- Aim
Update the rows below by changing every "pretty-printed" to "indented" and leaving everything else as it is. Don't include the pictures in your answer.

- Material provided
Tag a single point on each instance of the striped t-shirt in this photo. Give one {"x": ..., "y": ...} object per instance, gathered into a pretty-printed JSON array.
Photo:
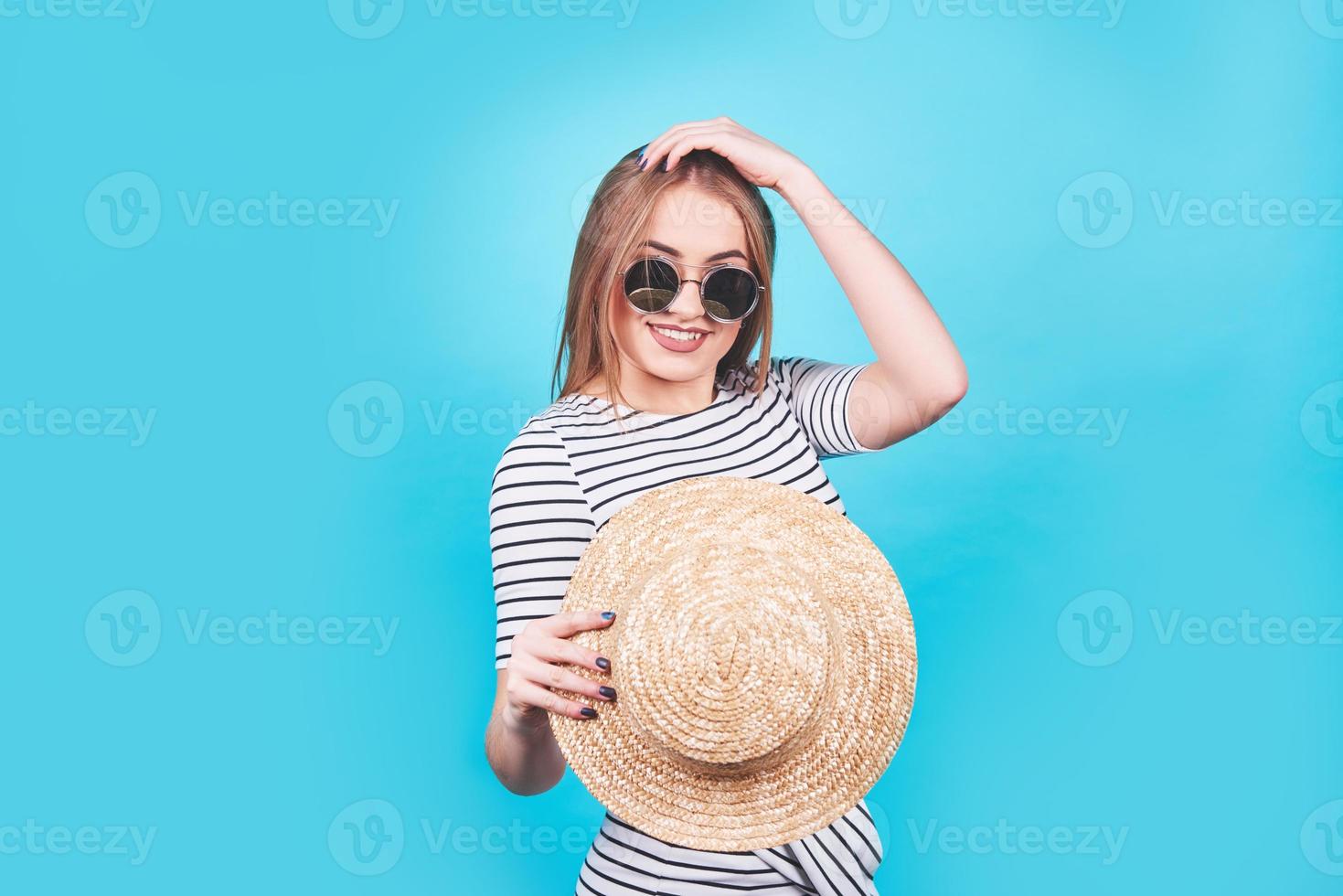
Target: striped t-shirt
[{"x": 569, "y": 470}]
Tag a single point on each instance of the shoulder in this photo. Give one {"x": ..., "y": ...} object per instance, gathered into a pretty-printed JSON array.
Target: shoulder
[
  {"x": 536, "y": 457},
  {"x": 779, "y": 369}
]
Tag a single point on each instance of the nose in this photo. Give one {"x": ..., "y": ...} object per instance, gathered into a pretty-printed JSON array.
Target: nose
[{"x": 689, "y": 303}]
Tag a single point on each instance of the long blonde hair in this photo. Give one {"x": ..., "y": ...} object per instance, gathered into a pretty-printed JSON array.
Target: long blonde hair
[{"x": 615, "y": 223}]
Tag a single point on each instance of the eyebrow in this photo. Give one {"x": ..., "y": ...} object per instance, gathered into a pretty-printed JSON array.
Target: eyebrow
[{"x": 664, "y": 248}]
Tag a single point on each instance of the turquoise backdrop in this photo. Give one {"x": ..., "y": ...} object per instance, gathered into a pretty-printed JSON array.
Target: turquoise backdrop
[{"x": 280, "y": 280}]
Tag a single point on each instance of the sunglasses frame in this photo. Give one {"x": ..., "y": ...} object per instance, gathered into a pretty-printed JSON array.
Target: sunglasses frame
[{"x": 682, "y": 281}]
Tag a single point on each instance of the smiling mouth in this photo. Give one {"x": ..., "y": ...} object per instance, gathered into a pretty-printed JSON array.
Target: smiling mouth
[{"x": 678, "y": 335}]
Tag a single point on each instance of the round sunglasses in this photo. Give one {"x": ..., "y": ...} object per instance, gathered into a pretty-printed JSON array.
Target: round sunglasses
[{"x": 727, "y": 292}]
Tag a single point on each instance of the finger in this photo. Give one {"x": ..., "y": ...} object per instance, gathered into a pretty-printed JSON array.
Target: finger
[
  {"x": 566, "y": 624},
  {"x": 708, "y": 139},
  {"x": 657, "y": 146},
  {"x": 564, "y": 650},
  {"x": 533, "y": 695},
  {"x": 558, "y": 677}
]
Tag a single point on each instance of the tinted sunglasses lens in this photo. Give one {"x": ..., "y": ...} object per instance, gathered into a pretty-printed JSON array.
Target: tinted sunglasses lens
[
  {"x": 730, "y": 293},
  {"x": 652, "y": 285}
]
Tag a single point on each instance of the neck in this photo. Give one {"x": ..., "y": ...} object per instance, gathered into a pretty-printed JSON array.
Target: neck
[{"x": 656, "y": 395}]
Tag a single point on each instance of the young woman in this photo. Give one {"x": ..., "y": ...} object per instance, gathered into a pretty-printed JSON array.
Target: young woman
[{"x": 669, "y": 292}]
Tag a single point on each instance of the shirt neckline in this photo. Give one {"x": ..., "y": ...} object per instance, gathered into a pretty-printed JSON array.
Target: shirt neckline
[{"x": 721, "y": 395}]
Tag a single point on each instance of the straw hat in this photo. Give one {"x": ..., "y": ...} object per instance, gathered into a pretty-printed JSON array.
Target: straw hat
[{"x": 763, "y": 657}]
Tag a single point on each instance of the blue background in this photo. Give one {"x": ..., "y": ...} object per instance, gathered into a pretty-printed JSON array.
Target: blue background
[{"x": 959, "y": 134}]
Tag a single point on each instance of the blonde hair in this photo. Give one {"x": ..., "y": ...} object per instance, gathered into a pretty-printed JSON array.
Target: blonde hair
[{"x": 615, "y": 225}]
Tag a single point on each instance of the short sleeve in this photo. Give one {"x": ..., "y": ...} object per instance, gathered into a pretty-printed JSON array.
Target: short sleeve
[
  {"x": 818, "y": 395},
  {"x": 540, "y": 523}
]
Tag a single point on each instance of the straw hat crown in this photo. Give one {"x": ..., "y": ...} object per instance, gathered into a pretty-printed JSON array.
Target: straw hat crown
[{"x": 764, "y": 660}]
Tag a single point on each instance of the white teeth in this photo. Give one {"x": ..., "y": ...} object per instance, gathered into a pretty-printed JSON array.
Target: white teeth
[{"x": 681, "y": 336}]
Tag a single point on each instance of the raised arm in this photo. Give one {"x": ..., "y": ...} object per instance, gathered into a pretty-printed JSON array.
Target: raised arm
[{"x": 919, "y": 375}]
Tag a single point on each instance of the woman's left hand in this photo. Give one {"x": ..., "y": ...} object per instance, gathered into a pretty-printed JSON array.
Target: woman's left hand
[{"x": 759, "y": 160}]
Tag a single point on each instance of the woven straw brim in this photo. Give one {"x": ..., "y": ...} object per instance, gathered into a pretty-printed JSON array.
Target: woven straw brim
[{"x": 763, "y": 655}]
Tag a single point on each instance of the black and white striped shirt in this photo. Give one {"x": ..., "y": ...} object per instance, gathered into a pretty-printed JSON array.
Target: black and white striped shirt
[{"x": 567, "y": 472}]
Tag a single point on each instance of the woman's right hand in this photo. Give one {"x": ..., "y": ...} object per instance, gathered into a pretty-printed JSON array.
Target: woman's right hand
[{"x": 532, "y": 670}]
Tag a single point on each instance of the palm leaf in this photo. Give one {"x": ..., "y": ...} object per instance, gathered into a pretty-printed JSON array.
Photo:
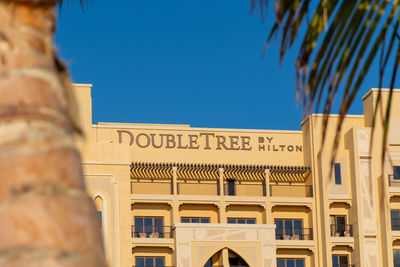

- In response
Tag a single point on each instance of the striped t-shirt in this photo. Give one {"x": ..., "y": ...} object per instance, gathered into a indented JSON array.
Photo:
Target: striped t-shirt
[{"x": 569, "y": 470}]
Tag a single point on each instance of the shoulder in this photo. Give one {"x": ..., "y": ...} object per instance, gathered into a indented JSON array.
Target: shoulder
[
  {"x": 536, "y": 457},
  {"x": 779, "y": 369}
]
Tag a single point on each instance of the nose in this photo. Give one {"x": ..., "y": ...} object per instance, gathered into a indented JSON array.
Target: nose
[{"x": 689, "y": 303}]
Tag a single point on each instance of the long blonde hair in this photo. Give one {"x": ..., "y": ...} object per instance, gathered into a indented JSON array.
Target: long blonde hair
[{"x": 615, "y": 223}]
Tag a single point on each instance of the eyebrow in this photo. Give one {"x": ..., "y": ...} object per instance, gathered into a indented JSON array.
Target: eyebrow
[{"x": 664, "y": 248}]
Tag a single point on each instance of the turquoise backdrop in this photo. Give one {"x": ..., "y": ...} object per instance, gathered into a indented JSON array.
Target: turquoise backdrop
[{"x": 280, "y": 280}]
Tag a single point on each instance of the sunglasses frame in this photo. Give one {"x": ..., "y": ...} object per instance, gathered into a indented JSON array.
Target: sunglasses frame
[{"x": 682, "y": 281}]
Tag a single point on each instance of the smiling mouth in this photo. Give one {"x": ..., "y": ...} object per instance, gathered into a indented JSON array.
Target: smiling mouth
[{"x": 678, "y": 335}]
Tag a single point on each instance of the round sunglasses in this photo. Give one {"x": ..., "y": ...} object per instance, gathered into a indented JSON array.
Target: round sunglasses
[{"x": 727, "y": 292}]
Tag a single point on each instance of the finger in this photo. Give one {"x": ..., "y": ...} object per instance, gathered into a indented JSON array.
Target: finger
[
  {"x": 566, "y": 624},
  {"x": 708, "y": 139},
  {"x": 657, "y": 146},
  {"x": 564, "y": 650},
  {"x": 533, "y": 695},
  {"x": 558, "y": 677}
]
Tag a single point on each instance of the tinted sunglasses lens in this photo. Give one {"x": ..., "y": ...} object per instance, gathered into a indented JSON array.
Target: tinted sunglasses lens
[
  {"x": 730, "y": 293},
  {"x": 652, "y": 285}
]
Tag a single point on each instance of the neck in this photo. Give one {"x": ..., "y": ...} object per instance, gathered into a indented JSON array.
Target: neck
[{"x": 656, "y": 395}]
Tag a single point on each instance of the young woman in this photo. Give one {"x": ..., "y": ...} object per instance, gathered into a indented JSON array.
Target: young woman
[{"x": 669, "y": 292}]
Tag a single point on each instance of the shirt neckline in this photo. Give one {"x": ..., "y": ...} object per instance, gathered into a indented JSON array.
Target: shirt neckline
[{"x": 721, "y": 395}]
Tag a single point on each instance of the straw hat in this photo. Give one {"x": ..., "y": ...} object per instance, gathered into a indented JSON array.
Target: straw hat
[{"x": 763, "y": 657}]
Tag a single point on each instance of the blue background in this photo. Give one {"x": ..., "y": ...} object per instance, gathered into a indented JSON array.
Target: blue background
[{"x": 959, "y": 134}]
Tag a single point on each instance of the blonde hair in this photo. Give one {"x": ..., "y": ...} object per instance, gathered into a indented JSON array.
Target: blonde hair
[{"x": 615, "y": 225}]
Tag a single point on each instance of the short sleeve in this photo. Give one {"x": ..., "y": ...} object per instance, gathered into a indented JSON array.
Target: short sleeve
[
  {"x": 818, "y": 395},
  {"x": 540, "y": 523}
]
Tag a single point on each instance of the straw hat crown in this photo. Give one {"x": ..., "y": ...} object per instance, gathered into a indented JSON array.
Target: straw hat crown
[{"x": 764, "y": 660}]
Tag a single point on each instance of the white teeth in this photo. Give one {"x": ..., "y": ...} object per instance, gathered into a indented JSON array.
Target: white teeth
[{"x": 681, "y": 336}]
Tag a single point on each instance of the raised arm in this photo. Give one {"x": ..., "y": ...} object per instance, gathered into a indented JSON array.
Target: raised arm
[{"x": 919, "y": 375}]
Tag a single point on each instance of the woman's left hand in this photo. Give one {"x": ..., "y": ...} object per instance, gathered into a indented JSON array.
Target: woman's left hand
[{"x": 759, "y": 160}]
Tag a single point on each instance of the woven straw brim in this photo. Give one {"x": ..., "y": ...} object per instance, gathered into a indented JSON array.
Target: woven straw brim
[{"x": 763, "y": 655}]
Tag a single point on each instance of the black and white striped shirt in this photo. Give one {"x": ..., "y": ...} object per instance, gathered into a indented JSON array.
Target: black and white striped shirt
[{"x": 567, "y": 472}]
Tag a single point on each instance of the woman's right hand in this photo. Give one {"x": ..., "y": ...} object per instance, gathered into a indented JSON array.
Target: woman's right hand
[{"x": 532, "y": 670}]
Tag a single point on each instance of the palm leaf in this photo. Give one {"x": ..., "y": ...} object per instance, gathered into a indented JSON array.
Photo:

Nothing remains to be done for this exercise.